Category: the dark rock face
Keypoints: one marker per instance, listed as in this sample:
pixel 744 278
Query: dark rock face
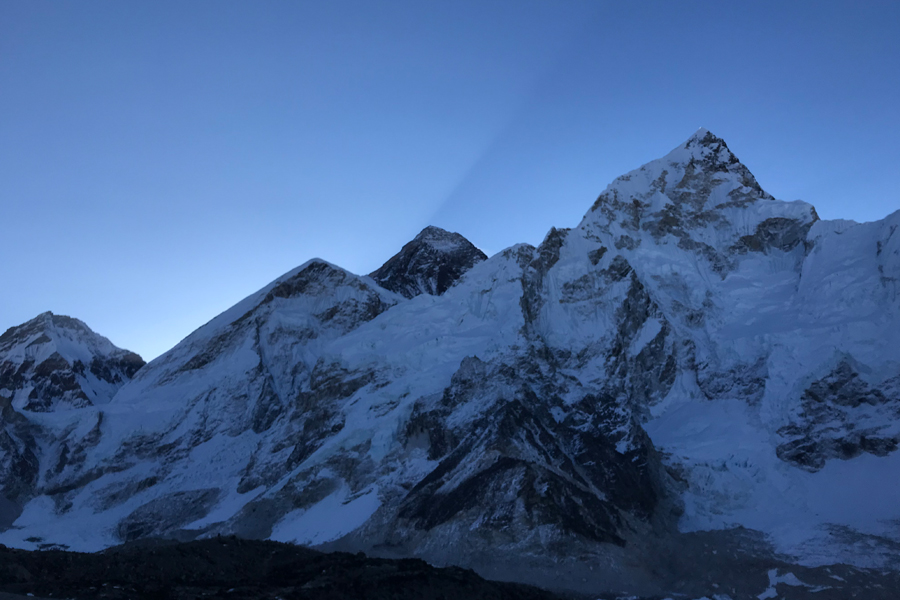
pixel 31 363
pixel 842 417
pixel 241 569
pixel 430 264
pixel 50 362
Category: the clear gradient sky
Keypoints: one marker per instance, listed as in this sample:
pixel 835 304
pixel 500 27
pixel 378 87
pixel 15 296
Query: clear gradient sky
pixel 160 160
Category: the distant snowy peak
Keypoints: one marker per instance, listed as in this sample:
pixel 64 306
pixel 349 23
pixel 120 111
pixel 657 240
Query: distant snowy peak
pixel 701 202
pixel 430 264
pixel 57 361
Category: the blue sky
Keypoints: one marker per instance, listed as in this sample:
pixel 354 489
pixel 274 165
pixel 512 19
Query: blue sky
pixel 161 160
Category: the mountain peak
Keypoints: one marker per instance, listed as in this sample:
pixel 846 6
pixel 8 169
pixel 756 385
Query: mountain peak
pixel 429 264
pixel 55 360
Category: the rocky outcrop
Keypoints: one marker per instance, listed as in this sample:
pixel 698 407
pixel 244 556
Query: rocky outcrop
pixel 57 361
pixel 432 262
pixel 690 357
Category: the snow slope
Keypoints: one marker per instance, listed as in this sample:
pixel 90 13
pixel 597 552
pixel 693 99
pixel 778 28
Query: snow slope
pixel 694 355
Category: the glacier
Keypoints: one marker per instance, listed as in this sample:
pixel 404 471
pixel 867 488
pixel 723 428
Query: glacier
pixel 694 356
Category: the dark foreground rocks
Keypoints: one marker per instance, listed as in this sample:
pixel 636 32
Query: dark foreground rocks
pixel 239 569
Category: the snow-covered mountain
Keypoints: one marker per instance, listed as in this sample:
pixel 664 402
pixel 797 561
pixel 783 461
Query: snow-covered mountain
pixel 51 363
pixel 693 356
pixel 432 262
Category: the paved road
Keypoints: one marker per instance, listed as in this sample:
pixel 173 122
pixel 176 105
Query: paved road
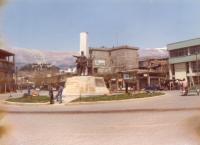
pixel 167 120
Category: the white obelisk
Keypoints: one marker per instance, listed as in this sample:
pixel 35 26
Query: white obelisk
pixel 84 43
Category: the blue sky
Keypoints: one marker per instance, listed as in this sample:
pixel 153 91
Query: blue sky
pixel 56 24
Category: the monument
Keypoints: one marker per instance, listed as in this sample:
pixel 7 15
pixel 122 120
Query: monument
pixel 84 84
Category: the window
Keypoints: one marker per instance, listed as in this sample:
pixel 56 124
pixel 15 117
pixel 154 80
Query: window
pixel 179 52
pixel 195 66
pixel 194 49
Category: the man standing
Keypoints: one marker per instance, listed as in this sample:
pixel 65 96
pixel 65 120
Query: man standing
pixel 83 63
pixel 89 65
pixel 185 87
pixel 51 95
pixel 59 95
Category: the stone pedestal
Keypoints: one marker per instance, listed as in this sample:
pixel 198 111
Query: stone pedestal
pixel 85 86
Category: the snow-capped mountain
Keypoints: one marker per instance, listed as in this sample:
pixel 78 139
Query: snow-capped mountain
pixel 57 58
pixel 65 59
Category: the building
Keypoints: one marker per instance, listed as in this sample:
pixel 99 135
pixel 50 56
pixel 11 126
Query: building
pixel 84 43
pixel 7 69
pixel 113 60
pixel 151 72
pixel 184 60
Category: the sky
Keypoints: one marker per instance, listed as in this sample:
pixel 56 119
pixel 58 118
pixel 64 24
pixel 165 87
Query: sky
pixel 56 24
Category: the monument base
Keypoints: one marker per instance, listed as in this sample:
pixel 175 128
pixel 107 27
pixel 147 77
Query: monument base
pixel 85 86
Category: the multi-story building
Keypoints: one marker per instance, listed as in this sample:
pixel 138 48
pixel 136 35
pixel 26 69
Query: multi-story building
pixel 7 69
pixel 113 60
pixel 185 60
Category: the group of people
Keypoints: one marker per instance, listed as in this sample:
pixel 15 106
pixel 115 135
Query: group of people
pixel 83 63
pixel 58 96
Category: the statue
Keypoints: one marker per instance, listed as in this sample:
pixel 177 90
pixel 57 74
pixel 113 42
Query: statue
pixel 89 66
pixel 81 64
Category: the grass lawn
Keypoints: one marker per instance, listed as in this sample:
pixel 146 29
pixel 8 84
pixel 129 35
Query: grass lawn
pixel 117 97
pixel 30 99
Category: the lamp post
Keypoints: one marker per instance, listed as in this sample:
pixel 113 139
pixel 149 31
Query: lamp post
pixel 197 70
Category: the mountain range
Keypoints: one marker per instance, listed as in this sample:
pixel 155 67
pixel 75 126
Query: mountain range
pixel 64 59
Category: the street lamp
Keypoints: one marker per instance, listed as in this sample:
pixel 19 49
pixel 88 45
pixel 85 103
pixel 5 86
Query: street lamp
pixel 197 65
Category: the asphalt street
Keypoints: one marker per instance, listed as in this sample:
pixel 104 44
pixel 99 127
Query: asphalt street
pixel 169 120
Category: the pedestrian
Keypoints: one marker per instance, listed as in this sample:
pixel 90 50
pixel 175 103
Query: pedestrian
pixel 185 87
pixel 29 90
pixel 60 90
pixel 51 95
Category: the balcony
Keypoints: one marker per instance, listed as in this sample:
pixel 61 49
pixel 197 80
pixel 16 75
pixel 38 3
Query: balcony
pixel 6 66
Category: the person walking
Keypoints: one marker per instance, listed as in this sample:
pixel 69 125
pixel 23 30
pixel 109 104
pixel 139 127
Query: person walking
pixel 51 95
pixel 185 87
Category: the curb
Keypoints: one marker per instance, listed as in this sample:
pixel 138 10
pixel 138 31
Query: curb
pixel 22 104
pixel 112 101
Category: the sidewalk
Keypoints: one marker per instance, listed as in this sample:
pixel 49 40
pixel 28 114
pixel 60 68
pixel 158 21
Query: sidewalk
pixel 171 101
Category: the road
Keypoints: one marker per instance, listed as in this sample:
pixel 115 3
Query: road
pixel 169 120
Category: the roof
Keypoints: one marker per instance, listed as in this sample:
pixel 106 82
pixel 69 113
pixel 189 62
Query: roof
pixel 5 53
pixel 183 44
pixel 115 48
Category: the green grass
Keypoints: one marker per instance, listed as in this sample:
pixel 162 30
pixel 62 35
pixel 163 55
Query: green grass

● WHAT IS ASKED
Please reproduce the lines verbatim, beginning at the line that has "Category: the clear gradient sky" and stopping after the line that has "pixel 55 360".

● EXERCISE ANSWER
Category: the clear gradient sky
Keypoints: one marker per instance, listed as in this sample:
pixel 835 304
pixel 500 27
pixel 378 87
pixel 15 296
Query: clear gradient sky
pixel 160 160
Category: the distant snowy peak
Keypoints: one marker per instance, listed as in this sample:
pixel 64 306
pixel 349 23
pixel 120 111
pixel 657 240
Query: distant snowy peak
pixel 701 202
pixel 430 264
pixel 57 361
Category: the blue sky
Keypoints: one marker per instance, listed as in this sample:
pixel 354 489
pixel 274 165
pixel 512 19
Query: blue sky
pixel 161 160
Category: the mountain peak
Keypoints: one marker per instance, listed as in this sample:
pixel 846 6
pixel 8 169
pixel 756 385
Query: mountain peak
pixel 429 264
pixel 55 360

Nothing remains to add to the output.